» Assignment
The data needs to be returned in full, exactly as it reads.

» Data items
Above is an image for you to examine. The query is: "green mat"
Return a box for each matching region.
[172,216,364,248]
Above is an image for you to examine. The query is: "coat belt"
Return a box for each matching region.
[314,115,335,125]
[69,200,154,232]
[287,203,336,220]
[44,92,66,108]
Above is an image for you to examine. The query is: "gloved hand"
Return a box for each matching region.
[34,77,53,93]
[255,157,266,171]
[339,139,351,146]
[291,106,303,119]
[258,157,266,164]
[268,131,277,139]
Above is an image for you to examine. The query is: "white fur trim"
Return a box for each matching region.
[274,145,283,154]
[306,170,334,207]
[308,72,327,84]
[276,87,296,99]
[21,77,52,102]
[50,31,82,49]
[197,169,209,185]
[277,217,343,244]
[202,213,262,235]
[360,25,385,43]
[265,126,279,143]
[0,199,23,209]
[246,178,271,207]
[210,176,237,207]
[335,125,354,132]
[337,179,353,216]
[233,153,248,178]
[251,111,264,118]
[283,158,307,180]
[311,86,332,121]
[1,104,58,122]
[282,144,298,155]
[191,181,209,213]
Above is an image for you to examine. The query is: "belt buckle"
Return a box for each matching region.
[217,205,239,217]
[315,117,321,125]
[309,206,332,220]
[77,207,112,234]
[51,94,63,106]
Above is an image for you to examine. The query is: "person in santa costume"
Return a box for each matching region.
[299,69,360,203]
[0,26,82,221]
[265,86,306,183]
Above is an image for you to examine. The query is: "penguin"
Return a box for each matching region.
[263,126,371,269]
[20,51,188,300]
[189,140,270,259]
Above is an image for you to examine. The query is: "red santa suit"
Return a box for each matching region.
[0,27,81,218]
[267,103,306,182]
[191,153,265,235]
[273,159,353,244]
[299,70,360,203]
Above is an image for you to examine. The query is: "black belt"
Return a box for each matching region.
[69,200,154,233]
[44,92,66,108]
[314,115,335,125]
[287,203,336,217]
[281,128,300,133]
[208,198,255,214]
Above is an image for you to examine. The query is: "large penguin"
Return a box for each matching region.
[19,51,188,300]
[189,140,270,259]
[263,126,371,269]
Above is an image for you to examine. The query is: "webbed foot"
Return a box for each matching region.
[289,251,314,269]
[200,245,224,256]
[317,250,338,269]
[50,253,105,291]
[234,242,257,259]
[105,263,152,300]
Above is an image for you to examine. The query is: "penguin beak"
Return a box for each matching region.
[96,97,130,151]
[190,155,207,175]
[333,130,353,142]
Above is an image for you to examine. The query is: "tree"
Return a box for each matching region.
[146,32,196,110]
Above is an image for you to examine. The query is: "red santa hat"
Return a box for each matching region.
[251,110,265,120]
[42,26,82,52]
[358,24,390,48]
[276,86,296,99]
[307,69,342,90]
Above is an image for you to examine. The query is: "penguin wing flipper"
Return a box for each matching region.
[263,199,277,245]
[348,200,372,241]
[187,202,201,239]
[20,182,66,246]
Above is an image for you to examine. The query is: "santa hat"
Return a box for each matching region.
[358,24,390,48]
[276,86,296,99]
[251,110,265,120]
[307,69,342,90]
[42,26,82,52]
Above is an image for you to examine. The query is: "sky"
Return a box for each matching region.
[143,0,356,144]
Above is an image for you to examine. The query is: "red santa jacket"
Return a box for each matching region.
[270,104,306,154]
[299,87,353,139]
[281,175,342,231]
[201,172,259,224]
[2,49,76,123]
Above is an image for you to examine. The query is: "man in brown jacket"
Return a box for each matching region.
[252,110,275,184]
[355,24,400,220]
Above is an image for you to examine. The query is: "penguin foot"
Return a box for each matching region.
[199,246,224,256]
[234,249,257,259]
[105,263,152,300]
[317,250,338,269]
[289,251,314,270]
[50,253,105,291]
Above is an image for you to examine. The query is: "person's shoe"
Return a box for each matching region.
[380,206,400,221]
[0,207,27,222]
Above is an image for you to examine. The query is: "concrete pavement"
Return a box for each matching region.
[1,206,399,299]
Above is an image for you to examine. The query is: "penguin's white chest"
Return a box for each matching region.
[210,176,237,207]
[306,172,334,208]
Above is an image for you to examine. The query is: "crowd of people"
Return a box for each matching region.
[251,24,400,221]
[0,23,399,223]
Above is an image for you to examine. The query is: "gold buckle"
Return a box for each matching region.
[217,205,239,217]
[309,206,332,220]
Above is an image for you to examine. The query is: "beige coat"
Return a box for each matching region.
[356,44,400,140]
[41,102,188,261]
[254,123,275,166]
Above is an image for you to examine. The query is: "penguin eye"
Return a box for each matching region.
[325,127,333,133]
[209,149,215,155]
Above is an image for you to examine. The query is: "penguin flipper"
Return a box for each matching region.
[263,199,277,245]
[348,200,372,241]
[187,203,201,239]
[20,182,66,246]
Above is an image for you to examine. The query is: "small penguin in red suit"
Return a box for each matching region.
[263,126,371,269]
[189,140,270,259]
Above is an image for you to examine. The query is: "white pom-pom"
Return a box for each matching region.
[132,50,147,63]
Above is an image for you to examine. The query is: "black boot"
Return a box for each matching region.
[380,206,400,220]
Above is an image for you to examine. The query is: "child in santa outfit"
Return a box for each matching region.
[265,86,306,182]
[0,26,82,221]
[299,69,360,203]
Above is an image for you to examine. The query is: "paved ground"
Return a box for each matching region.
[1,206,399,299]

» Exercise answer
Above is an image for you to examine. The query is: "green mat"
Return a box for each matching region.
[172,216,364,248]
Above is an image for you to examine. The query is: "coat belt"
Return a box for each matching region.
[314,115,335,125]
[69,200,154,232]
[287,203,336,220]
[44,92,66,108]
Above is an image for you to examine. The query is: "gloved hand"
Return a box for each matching region.
[34,77,53,93]
[255,157,266,171]
[339,139,351,146]
[291,106,303,119]
[258,157,266,164]
[268,131,277,139]
Above is an image for you to examine. The query is: "white fur trim"
Return a box for each matching region.
[274,145,283,154]
[306,170,334,207]
[308,72,327,84]
[276,87,296,99]
[21,77,52,102]
[50,31,82,49]
[197,169,209,185]
[277,217,343,244]
[202,213,262,235]
[360,25,385,43]
[265,126,279,143]
[0,199,23,209]
[246,178,271,207]
[210,176,237,207]
[335,125,354,132]
[337,179,353,216]
[233,153,248,178]
[251,111,264,118]
[283,158,307,180]
[311,86,332,121]
[1,104,58,122]
[282,144,298,155]
[191,181,209,213]
Above is an image for you to examine. The query is: "belt buckle"
Return a box for each matching region.
[217,205,239,217]
[315,117,321,125]
[309,206,332,220]
[77,207,112,234]
[51,94,63,106]
Above is an image for you to examine. The query is: "person in santa costume"
Return a box for each matching region.
[299,69,360,203]
[0,26,82,221]
[265,86,306,183]
Above is an image for you to examine. The query is: "penguin"
Return a box for each matching region.
[263,126,371,269]
[20,51,188,300]
[189,140,270,259]
Above is an image for you to examine. The query is: "red santa suit"
Return a box for each matching region.
[0,27,81,218]
[267,103,306,182]
[191,153,265,235]
[273,159,353,244]
[299,70,360,203]
Above is an image for you to examine. The query is: "black belt"
Return a box for each matching region.
[69,200,154,233]
[44,92,66,108]
[314,115,335,125]
[287,203,336,217]
[281,128,300,133]
[208,198,255,214]
Above is an image for you to examine. The query is: "large penguin"
Return a box for each matching region.
[19,51,188,300]
[189,140,270,259]
[263,126,371,269]
Above is an image for you to examine. The query is: "webbed foot"
Return a box for each matching region.
[289,251,314,269]
[200,245,224,256]
[317,250,338,269]
[50,253,105,291]
[234,242,257,259]
[105,263,152,300]
Above is an image for you to examine. The query is: "penguin beak"
Return a box for each matching region.
[96,97,130,151]
[190,155,207,175]
[333,130,353,142]
Above is an image for you to examine. The query is: "tree"
Return a box for each matching region.
[146,32,196,110]
Above is an image for you to examine. The query is: "red santa hat"
Return a box for each matching region.
[251,110,265,120]
[42,26,82,52]
[358,24,390,48]
[276,86,296,99]
[307,69,342,90]
Above is an image for you to examine. The query is: "penguin wing flipper"
Return a box for each matching region.
[263,199,277,245]
[348,200,372,241]
[187,202,201,239]
[20,182,66,246]
Above is an image for you to examine. The query is: "santa hat"
Return a box for each matching region.
[358,24,390,48]
[276,86,296,99]
[251,110,265,120]
[307,69,342,90]
[42,26,82,52]
Above is an image for you to examine. The query is: "sky"
Return a box for each matching region.
[143,0,356,144]
Above is an image for you to examine. The query is: "red santa jacket"
Return a box for each matching region.
[270,104,306,154]
[299,87,353,139]
[281,175,342,231]
[201,172,259,224]
[2,49,76,123]
Above is an image for you to examine. The query is: "man in brown jacket"
Return a box for each matching region.
[252,110,275,184]
[355,24,400,220]
Above is an image for you to examine. The query is: "penguin foot"
Return a box for each matching region.
[199,246,224,256]
[234,249,257,259]
[105,263,152,300]
[317,250,338,269]
[289,251,314,270]
[50,253,105,291]
Above is an image for you to examine. The query is: "person's shoe"
Return a box for each matching region.
[380,206,400,221]
[0,207,27,222]
Above is an image for you to examine. The query is: "concrete pavement"
Return a box for each matching region.
[1,206,399,299]
Above is an image for you to examine. The query is: "penguin's white chest"
Return a box for each matching region.
[210,176,237,207]
[306,172,334,208]
Above is an image for you to examine. The query is: "crowd of people"
Return a box for each matching region.
[251,24,400,221]
[0,23,399,223]
Above is an image for you to examine. The query is: "gold buckle"
Return a box for each matching region.
[217,205,239,217]
[309,206,332,220]
Above is an image for you to examine. The query is: "beige coat"
Return a box for each matching region.
[356,44,400,140]
[41,102,188,261]
[254,123,275,166]
Above is an image for you to examine. The query is: "penguin eye"
Return a box for each matching region.
[325,127,333,133]
[209,149,215,155]
Above is an image for you to examine. The query is: "penguin flipper"
Return a box for each matching region.
[263,199,277,245]
[348,200,372,241]
[187,203,201,239]
[20,182,66,246]
Above is an image for you to examine. The query is: "small penguin in red suit"
Return a box for each matching region.
[263,126,371,269]
[189,140,270,259]
Above is an image for you to examine. The query is: "white pom-pom"
Return a box for each matching region.
[132,50,147,63]
Above is an image for you to examine. The query is: "black boot"
Return a box for each matching region.
[380,206,400,220]
Above is an image for you to examine. The query is: "child in santa outfit"
Return a box for each matching region.
[265,86,306,182]
[0,26,82,221]
[299,69,360,203]
Above is an image for you to examine. The query is: "paved ground"
Return a box for each matching region.
[1,206,399,299]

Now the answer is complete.